Consignes:
(A) D'après le texte sur le général Dumas, où a été acheté le livret qui a fourni ces informations ?
(B) Rédigez la suite du texte sur Thomas Alexandre Dumas, à partir de sa dernière phrase.

Texte cité:
Il entreprend pourtant des démarches pour obtenir un nouvel emploi actif, qui reste sans suite. En dépit de son exceptionnelle valeur militaire, le Consulat engagé dans une réaction coloniale ne tient pas à employer à son rang un officier de couleur aussi prestigieux. Pourtant, étranger à toute considération autre que le mérite personnel, Dumas, à aucun moment de sa carrière n'a mis en avant ses origines, ni sa couleur. Il d'éteint le soir du 26 février 1806, après une promenade à cheval.
Sources et informations :
Cet article fait suite au précédent publié en début de semaine, le 20 juillet consacré au Chevalier de Saint-George qu'il convient lire aussi tant le parcours de ces deux illustres personnages de couleur est exceptionnel et qui ont défendu la République ensemble en 1793.
J'ai trouvé ces informations dans un livret d'une petite cinquantaine de pages que je m'étais procuré, il y a quelques années au musée d'art et d'histoire de La Rochelle.l Ces deux biographies ont pour auteur Bernard Gainot, directeur de recherche en histoire moderne à l'Université Paris I Panthéon / Sorbonne.
Complément trouvé sur Wikpedia : Fils de noble et né esclave.
Thomas Alexandre Dumas est le quatrième enfant d’un noble normand du Pays de Caux Le Marquis Alexandre Dumas de la Pailleterie (1714-1786), parti rejoindre son frère cadet qui avait fait fortune dans les plantations à Saint Domingue et de son esclave africaine Marie Cessette Dumas faussement déclarée morte vers 1772. En réalité, deux documents notariés signés en 1786 et en 1801 par le futur général Dumas prouvent qu'il savait sa mère encore vivante. Il naît près du bourg de Jérémie, dans la maison « Madere » attenante à la petite plantation de canne à sucre détenue par Alexandre Antoine.
Avant de retourner en France vers 1774, son père vend ses quatre enfants en tant qu’esclaves, mais Thomas Alexandre est vendu à réméré, c'est-à-dire avec possibilité de rachat ultérieur. Il sera ainsi racheté par son père et reviendra auprès de lui sous le pseudonyme de Thomas Rétoré. L'adolescent reprend alors le nom paternel et reçoit l’éducation d’un jeune noble (escrime, vie culturelle et autres « exercices du corps ») de son époque.
Il est placé en pension par son père chez Nicolas Texier de la Boëssière rue Saint-Honoré à Paris où les matinées sont consacrées à l'étude et les après-midis au maniement des armes, dans lequel il excelle, notamment au sabre Il y fait la connaissance du chevalier de Saint George compositeur, escrimeur, également né esclave.

Extrait de données:
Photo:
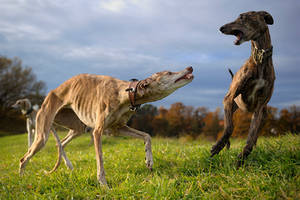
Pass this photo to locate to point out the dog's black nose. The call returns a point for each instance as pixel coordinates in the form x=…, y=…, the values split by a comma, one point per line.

Réponses par consigne:
(A) Au musée d'art et d'histoire de La Rochelle.

(B)
Bel athlète, son « mètre quatre-vingt-cinq » lui donne « plus belle prestance encore en des temps où la plupart des hommes faisaient une bonne tête de moins ». Il a « des cheveux et sourcils noirs crépus, un visage ovale, plein et brun, une petite bouche, des lèvres épaisses. » Sa « beauté exotique » fait sensation dans les milieux parisiens qu'il fréquente avec « tous les talents que l'on pouvait attendre d'un gentilhomme ». Par ailleurs, son père dépense beaucoup d'argent pour la garde-robe de son fils, afin qu'il tienne son rang dans la société. Les fonds paternels lui permettent de s'installer au début de 1784, alors qu'il a vingt ans, dans un logement rue Estienne, à proximité du Louvre.
Dans son texte, Bernard Gainot évoque un autre militaire Joseph Damingue, qui fit partie de la garde rapprochée Bonaparte. Voilà ce qu'en dit Wikipedia :
Né à La Havane en 1761, Joseph Damingue est le fils d’une famille d’esclaves de Cuba qui put s'installer à Bordeaux.
Très jeune Joseph se serait engagé tout jeune comme tambour.
Le 6 octobre 1784 il est soldat au Régiment de Champagne.
Le 6 juillet 1793, il passe au 22e régiment de chasseurs à cheval où il participe dans l'Armée des Pyrénées orientales aux campagnes de l’an I et II. Il est promu maréchal des logis le 8 juin 1795 (20 Prairial an III). Son régiment passe à l'Armée d'Italie.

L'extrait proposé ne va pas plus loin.